• Source text
Content starts

CHAMPs > Parkinson's CHAMP

Team Sperber


I THINK YOU HAVE PARKINSON'S DISEASE.
 
Those were the words from a doctor when I was first diagnosed about three years ago.  I felt like I had been hit over the head. This was not something that I had ever expected to hear.  I knew very little about Parkinson's disease. I asked the doctor “What do I do now?” He referred me to a neurologist and said I should do whatever he says. 
 
The symptoms first started about six years ago. My voice was becoming very raspy and low sounding.  I also seemed different according to my family and friends. During this three-year period I went to at least eight doctors looking for a diagnosis. Each doctor would send me to another, but still no discussion about Parkinson's disease. I went to my general practitioner, two to three ENT's, two pulmonologists, and a gastroenterologist. Each ran tests and when they didn't find anything, they sent me to another doctor. The doctor who finally diagnosed what I had was an ENT. He took a look at me, said stick out your tongue, and in 30 seconds said “I think you have Parkinson's disease.”
 
During the period when no one was able to figure out what was wrong with me, my wife, without telling me, had made an appointment with a neurologist. She and my kids just thought something was not right. Some of my friends had called my wife to say that they felt that something was wrong. With visits to two neurologists, two motion disorder specialists, MRI's, MRA's, and DAT test, they all came to the same conclusion. I had early stages PD. 
 
After getting over the initial shock, my family and I started to figure out what to do next. At that point I was determined to do as much as possible to try to keep the disease from advancing. We also tried to put the situation in proper perspective. This was a bad diagnosis that could be life changing, but not life threatening. There could be a lot worse diagnoses I could have than PD.

Content ends

• Problem set
[1] Answer these questions from the Parkinson's story:
(a) About how long ago did the symptoms first start?
(b) What kind of doctor finally made the diagnosis?
(c) Who made an appointment with a neurologist without telling the writer?
[2] Please pick up the Parkinson's story after its last sentence and keep writing it.
The rows have no connection to the Parkinson's story.

• Excerpted data
Content starts

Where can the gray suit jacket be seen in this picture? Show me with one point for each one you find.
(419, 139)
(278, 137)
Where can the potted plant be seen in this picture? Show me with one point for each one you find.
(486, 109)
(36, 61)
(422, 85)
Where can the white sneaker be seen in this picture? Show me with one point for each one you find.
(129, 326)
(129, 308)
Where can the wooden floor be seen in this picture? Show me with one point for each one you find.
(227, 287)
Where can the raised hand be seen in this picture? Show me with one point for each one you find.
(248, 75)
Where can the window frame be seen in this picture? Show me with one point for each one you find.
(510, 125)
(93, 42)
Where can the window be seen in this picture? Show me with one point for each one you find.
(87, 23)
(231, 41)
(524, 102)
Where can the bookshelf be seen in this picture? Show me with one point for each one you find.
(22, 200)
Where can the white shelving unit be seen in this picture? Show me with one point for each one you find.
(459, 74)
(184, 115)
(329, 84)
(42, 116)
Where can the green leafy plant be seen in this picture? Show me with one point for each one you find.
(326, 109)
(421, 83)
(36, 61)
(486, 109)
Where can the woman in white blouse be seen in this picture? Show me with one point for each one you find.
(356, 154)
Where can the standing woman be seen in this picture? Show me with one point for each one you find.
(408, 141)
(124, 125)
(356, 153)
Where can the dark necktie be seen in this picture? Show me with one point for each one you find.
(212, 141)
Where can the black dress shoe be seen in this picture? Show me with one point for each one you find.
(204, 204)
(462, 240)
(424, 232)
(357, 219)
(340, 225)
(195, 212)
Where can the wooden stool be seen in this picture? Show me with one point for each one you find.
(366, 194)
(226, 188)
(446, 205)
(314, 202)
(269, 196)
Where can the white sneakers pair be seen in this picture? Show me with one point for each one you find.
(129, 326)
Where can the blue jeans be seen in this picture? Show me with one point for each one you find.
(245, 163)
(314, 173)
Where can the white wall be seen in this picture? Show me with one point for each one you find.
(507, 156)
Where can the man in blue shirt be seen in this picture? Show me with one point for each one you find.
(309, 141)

Content ends

• Answers by task
[1]
(a) About six years ago.
(b) An ENT.
(c) The writer's wife.

[2]
 
At this point we started to put together a plan of action. My attitude is, I have Parkinson's disease, but Parkinson's does not have me. Now three years after my diagnosis, my symptoms have progressed just a little and I still do everything I did before. Golf, skiing, softball, and jogging are still on my list of activities. I just don’t do it as well as I used to. In many ways, I am in better shape than I was before. I go to the gym three times a week, participate in physical therapy, and boxing therapy for Parkinson's disease. I am grateful that I have tremendous support from my wife, my family, and my friends. I'm going to do my best to try to keep this from advancing.
 
This is the second year we have put together a team for the Parkinson's Unity Walk. Last year we had 52 walkers and raised about $12,000 for the cause. This year we will try again to raise money to bring about awareness about PD. Sometimes I get discouraged, and then with the help of my family, I am motivated to continue to move forward in a positive way with my struggle with PD. 
 
I am hoping that by raising awareness and money, a cure will be found. In the meantime, we hope for new therapies that will help improve the quality of life for those of us living with PD.